[Tarea]
¿Puedes transcribir sin cambios el fragmento del texto sobre Edgar Queipo que comienza en "La casa de Edgar" y acaba en "también, lo invisible."?

[Texto de referencia]
====

Edgar Queipo: levantar la ciudad desde un taller


La casa de Edgar Queipo, uno de los pintores más reconocidos de la región, ha sido como mi segunda casa, y su familia ha sido como mi familia. Mucho tiempo he pasado ahí, mucho hemos compartido. Sus pinturas siempre han estado alrededor de nosotros, al fondo de las conversaciones, con su colorida serenidad. Y un poco más allá, detrás de una ventana, su taller, el lugar donde se fragua toda una ciudad, sus matices, su luz y, también, lo invisible.

Siempre me ha interesado saber cómo es que de un lienzo o un papel en blanco puede surgir todo un entramado de universos abrazados y jugando entre ellos, cómo puede hacerse material y visible una manera de concebir el mundo. Me he puesto a tomar notas para tratar de entender un poco mejor cómo se dibuja una Plaza Baralt llena de vida, con esa sensación de reconocimiento, de familiaridad, pero, a su vez, de sueño. ¿Cómo se hace? Trataré de explicármelo.

Parto de aquí, su casa, de sus sonidos, de la música constante de sus móviles en el techo, del murmullo de los vecinos que invade noche y día sus espacios, las voces familiares de hijos y nietos que crecen en sus corredores. También está el jazz, el Caribe, o al entrañable Armando Molero, repartiendo calidez con su voz de mediodía. Miro también las texturas de la casa, las tonalidades que la visten, los disfraces que cuelgan en sus paredes, el aire a circo, a saltimbanquis. Y entiendo que ese hogar es una gran carpa que acoge portentos circenses; por eso las túnicas, las máscaras, los tocados, los sombreros, por eso la risa que enseñan las figuras, esas que se asoman por las paredes, esas mismas que forman un alboroto cuando advierten la llegada de un visitante. Igualmente he visto cómo, de noche, las imágenes también híbridas de los cuadros de Peña o Niño se ponen a conversar.

====

[Extracto de datos]

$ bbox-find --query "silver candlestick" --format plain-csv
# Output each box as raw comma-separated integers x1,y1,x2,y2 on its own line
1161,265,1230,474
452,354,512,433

====

[Solución]
La casa de Edgar Queipo, uno de los pintores más reconocidos de la región, ha sido como mi segunda casa, y su familia ha sido como mi familia. Mucho tiempo he pasado ahí, mucho hemos compartido. Sus pinturas siempre han estado alrededor de nosotros, al fondo de las conversaciones, con su colorida serenidad. Y un poco más allá, detrás de una ventana, su taller, el lugar donde se fragua toda una ciudad, sus matices, su luz y, también, lo invisible.